**Supplied passage**

* * *

Dr. Miller and his colleagues at Woodland Pain Center in Indiana compared two groups of 125 consecutive patients in their interventional chronic pain practice to look at opiate compliance. Group one was evaluated before Inspect was available, group two after its availability. Both were given UDS to test for illicit and prescription drugs.
Researchers saw increased compliance with the pain medicine regime (meaning they were taking the medicine and had less evidence of street drug in their screen) when the patients were aware that their doctor had access to Incident that would allow him or her to see all the prescriptions they were prescribed (Group two). Researchers saw a nearly two-thirds decrease in abnormal UDS.
In the patient population evaluated in this study, after six months of awareness they were included in the electronic database, there was a decrease in opiate abuse (unsanctioned prescriptions) and their use of street drugs in combination with their pain medicines decreased.

* * *

**Material supplied**
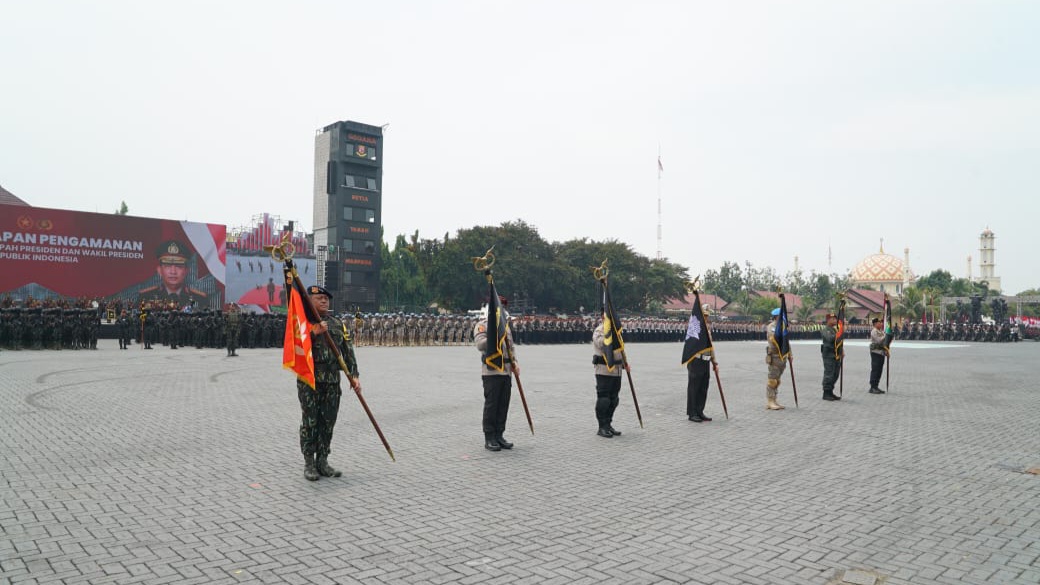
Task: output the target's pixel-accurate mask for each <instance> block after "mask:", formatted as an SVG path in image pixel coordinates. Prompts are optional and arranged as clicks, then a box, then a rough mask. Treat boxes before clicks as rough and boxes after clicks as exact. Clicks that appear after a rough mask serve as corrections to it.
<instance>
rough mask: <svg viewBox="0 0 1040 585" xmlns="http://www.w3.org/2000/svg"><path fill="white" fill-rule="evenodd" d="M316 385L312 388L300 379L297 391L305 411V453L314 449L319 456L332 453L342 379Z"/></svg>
mask: <svg viewBox="0 0 1040 585" xmlns="http://www.w3.org/2000/svg"><path fill="white" fill-rule="evenodd" d="M337 382H338V380H337ZM315 387H316V389H311V387H310V386H308V385H307V384H305V383H303V382H300V381H298V380H297V381H296V393H297V395H298V396H300V409H301V411H302V412H303V419H302V422H301V423H300V450H301V451H302V452H303V453H304V455H308V454H311V453H313V454H316V455H317V456H318V457H328V456H329V453H330V451H331V448H330V446H331V444H332V432H333V428H334V427H335V426H336V415H337V414H339V399H340V396H341V395H342V390H341V389H340V387H339V384H338V383H336V384H322V383H321V382H318V383H317V384H316V385H315Z"/></svg>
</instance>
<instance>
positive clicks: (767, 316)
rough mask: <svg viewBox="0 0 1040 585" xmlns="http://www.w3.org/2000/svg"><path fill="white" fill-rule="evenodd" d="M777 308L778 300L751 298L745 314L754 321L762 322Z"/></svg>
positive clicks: (769, 316)
mask: <svg viewBox="0 0 1040 585" xmlns="http://www.w3.org/2000/svg"><path fill="white" fill-rule="evenodd" d="M779 306H780V300H779V299H776V298H773V297H753V298H752V299H751V304H750V307H749V309H748V311H746V314H747V315H748V316H751V317H754V320H755V321H759V322H764V321H769V320H770V319H771V317H772V313H773V309H775V308H777V307H779Z"/></svg>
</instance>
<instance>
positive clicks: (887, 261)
mask: <svg viewBox="0 0 1040 585" xmlns="http://www.w3.org/2000/svg"><path fill="white" fill-rule="evenodd" d="M916 279H917V277H916V276H914V274H913V272H911V270H910V249H909V248H906V249H904V250H903V259H902V260H901V259H900V258H898V257H896V256H893V255H891V254H885V245H884V241H882V244H881V249H880V250H879V251H878V253H877V254H872V255H869V256H867V257H865V258H863V259H862V260H860V261H859V263H857V264H856V265H855V266H853V269H852V272H851V273H850V274H849V280H850V281H851V283H852V285H853V286H854V287H857V288H869V289H872V290H877V291H879V292H887V294H888V295H890V296H893V297H900V296H902V295H903V289H904V288H906V287H907V286H910V285H911V284H913V282H914V281H915V280H916Z"/></svg>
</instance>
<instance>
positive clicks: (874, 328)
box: [867, 317, 888, 395]
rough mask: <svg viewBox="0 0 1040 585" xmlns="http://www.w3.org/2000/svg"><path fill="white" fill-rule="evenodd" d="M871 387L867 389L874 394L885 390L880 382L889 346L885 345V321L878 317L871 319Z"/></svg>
mask: <svg viewBox="0 0 1040 585" xmlns="http://www.w3.org/2000/svg"><path fill="white" fill-rule="evenodd" d="M870 325H872V326H873V327H872V328H870V389H869V390H867V391H868V392H870V393H872V395H883V393H885V390H882V389H881V388H880V387H879V386H878V384H880V383H881V371H882V370H884V368H885V354H886V353H887V350H888V349H887V348H886V347H885V337H886V335H885V332H884V330H883V329H884V323H882V321H881V320H880V319H878V317H874V320H872V321H870Z"/></svg>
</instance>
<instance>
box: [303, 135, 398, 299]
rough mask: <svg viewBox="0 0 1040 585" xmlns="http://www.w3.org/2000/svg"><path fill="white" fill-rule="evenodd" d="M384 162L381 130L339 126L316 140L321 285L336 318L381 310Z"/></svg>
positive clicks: (315, 206)
mask: <svg viewBox="0 0 1040 585" xmlns="http://www.w3.org/2000/svg"><path fill="white" fill-rule="evenodd" d="M383 159H384V156H383V127H382V126H371V125H368V124H362V123H360V122H350V121H345V122H337V123H335V124H330V125H329V126H326V127H324V128H322V129H321V130H320V131H318V133H317V135H316V136H315V137H314V249H315V252H316V255H317V259H318V275H317V276H318V279H317V280H318V283H319V284H321V285H322V286H324V287H326V288H329V289H330V290H331V291H332V294H333V305H332V307H333V310H334V311H336V312H340V311H348V310H353V309H354V307H355V306H358V307H360V308H361V310H362V311H365V312H375V311H378V310H379V308H380V307H379V300H380V269H381V260H380V252H381V250H382V233H381V232H382V225H383ZM322 266H323V268H322Z"/></svg>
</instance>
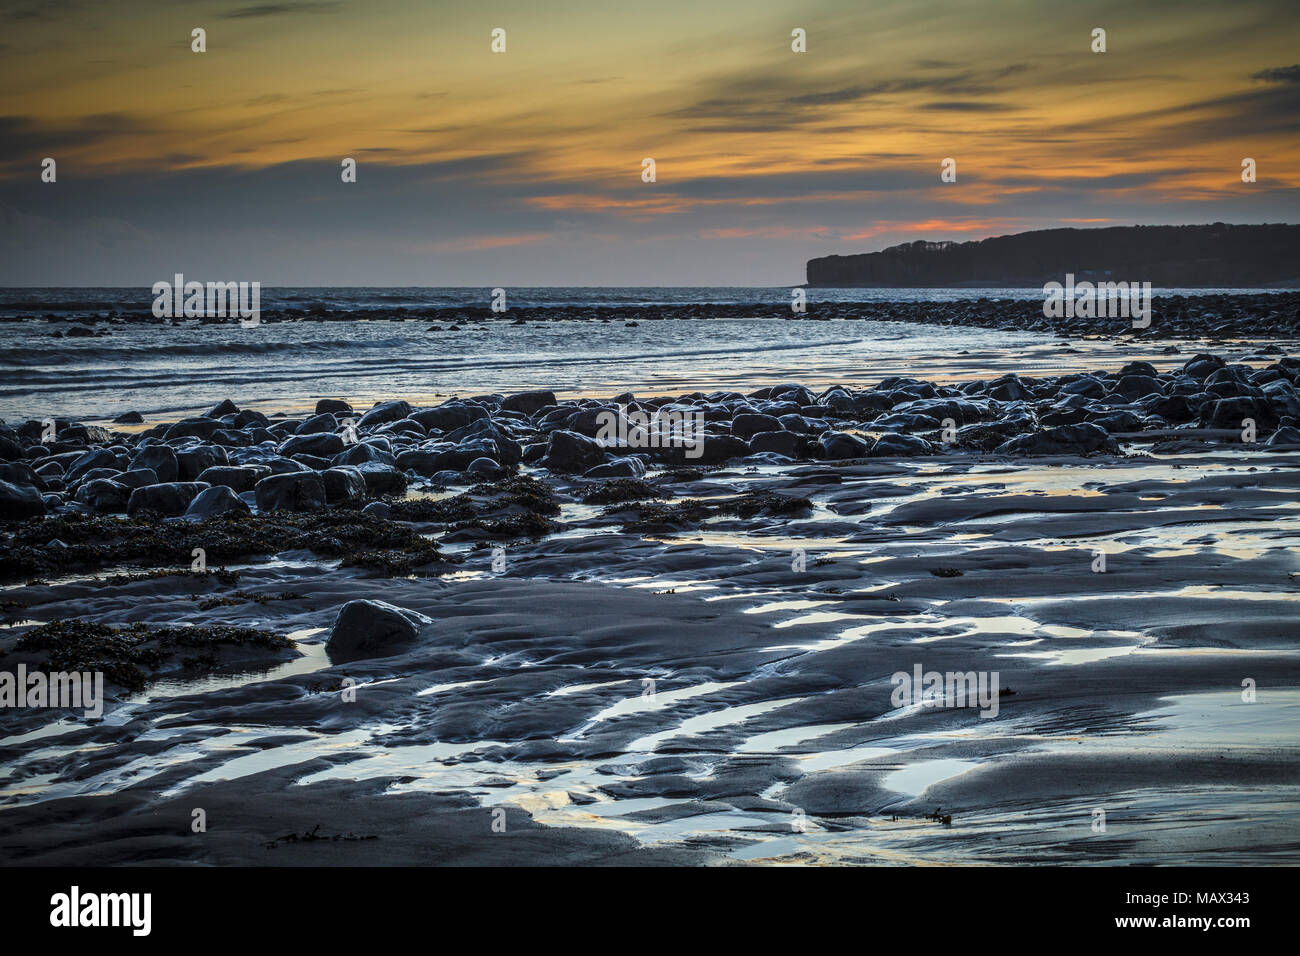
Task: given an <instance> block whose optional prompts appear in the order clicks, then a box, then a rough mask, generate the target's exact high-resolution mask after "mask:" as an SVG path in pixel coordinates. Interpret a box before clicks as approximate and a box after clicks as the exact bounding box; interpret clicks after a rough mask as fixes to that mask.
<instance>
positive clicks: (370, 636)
mask: <svg viewBox="0 0 1300 956" xmlns="http://www.w3.org/2000/svg"><path fill="white" fill-rule="evenodd" d="M432 623H433V620H432V619H430V618H426V617H425V615H422V614H420V613H417V611H411V610H407V609H406V607H396V606H394V605H390V604H387V602H386V601H348V602H347V604H346V605H343V606H342V607H341V609H339V611H338V617H337V618H334V626H333V627H331V628H330V632H329V639H328V640H326V641H325V650H326V652H328V653H329V656H330V659H331V661H356V659H361V658H367V657H390V656H393V654H396V653H400V652H402V650H404V649H406V648H408V646H409V645H411V644H413V643H415V641H416V639H417V637H419V636H420V630H421V628H422V627H428V626H429V624H432Z"/></svg>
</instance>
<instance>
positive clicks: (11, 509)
mask: <svg viewBox="0 0 1300 956" xmlns="http://www.w3.org/2000/svg"><path fill="white" fill-rule="evenodd" d="M43 514H45V499H44V498H42V497H40V492H38V490H36V489H35V488H32V486H31V485H16V484H12V483H9V481H0V520H3V522H18V520H22V519H23V518H38V516H40V515H43Z"/></svg>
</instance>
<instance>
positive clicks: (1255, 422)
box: [1201, 395, 1278, 432]
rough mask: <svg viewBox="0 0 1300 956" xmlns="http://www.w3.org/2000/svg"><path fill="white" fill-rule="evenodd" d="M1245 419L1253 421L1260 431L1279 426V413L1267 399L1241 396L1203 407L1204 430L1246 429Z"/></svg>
mask: <svg viewBox="0 0 1300 956" xmlns="http://www.w3.org/2000/svg"><path fill="white" fill-rule="evenodd" d="M1245 419H1253V420H1255V427H1256V428H1257V429H1258V431H1261V432H1262V431H1265V429H1269V428H1273V427H1274V425H1277V424H1278V416H1277V412H1274V411H1273V406H1271V405H1269V402H1268V399H1265V398H1255V397H1252V395H1239V397H1235V398H1218V399H1216V401H1213V402H1206V403H1205V405H1203V406H1201V427H1203V428H1238V429H1240V428H1244V425H1243V424H1242V423H1243V421H1244V420H1245Z"/></svg>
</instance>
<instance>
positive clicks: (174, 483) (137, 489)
mask: <svg viewBox="0 0 1300 956" xmlns="http://www.w3.org/2000/svg"><path fill="white" fill-rule="evenodd" d="M209 486H211V485H208V484H207V483H203V481H164V483H161V484H156V485H144V486H143V488H136V489H135V490H133V492H131V497H130V498H129V499H127V502H126V514H129V515H135V514H138V512H140V511H156V512H157V514H160V515H162V516H164V518H177V516H179V515H183V514H185V510H186V509H187V507H190V502H191V501H194V499H195V498H198V497H199V493H200V492H203V490H205V489H208V488H209Z"/></svg>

* * *

**Exercise brief**
Reproduce, word for word, the part of the opiate compliance study text that starts with "In the patient" and goes on through "pain medicines decreased.".

**Task solution**
In the patient population evaluated in this study, after six months of awareness they were included in the electronic database, there was a decrease in opiate abuse (unsanctioned prescriptions) and their use of street drugs in combination with their pain medicines decreased.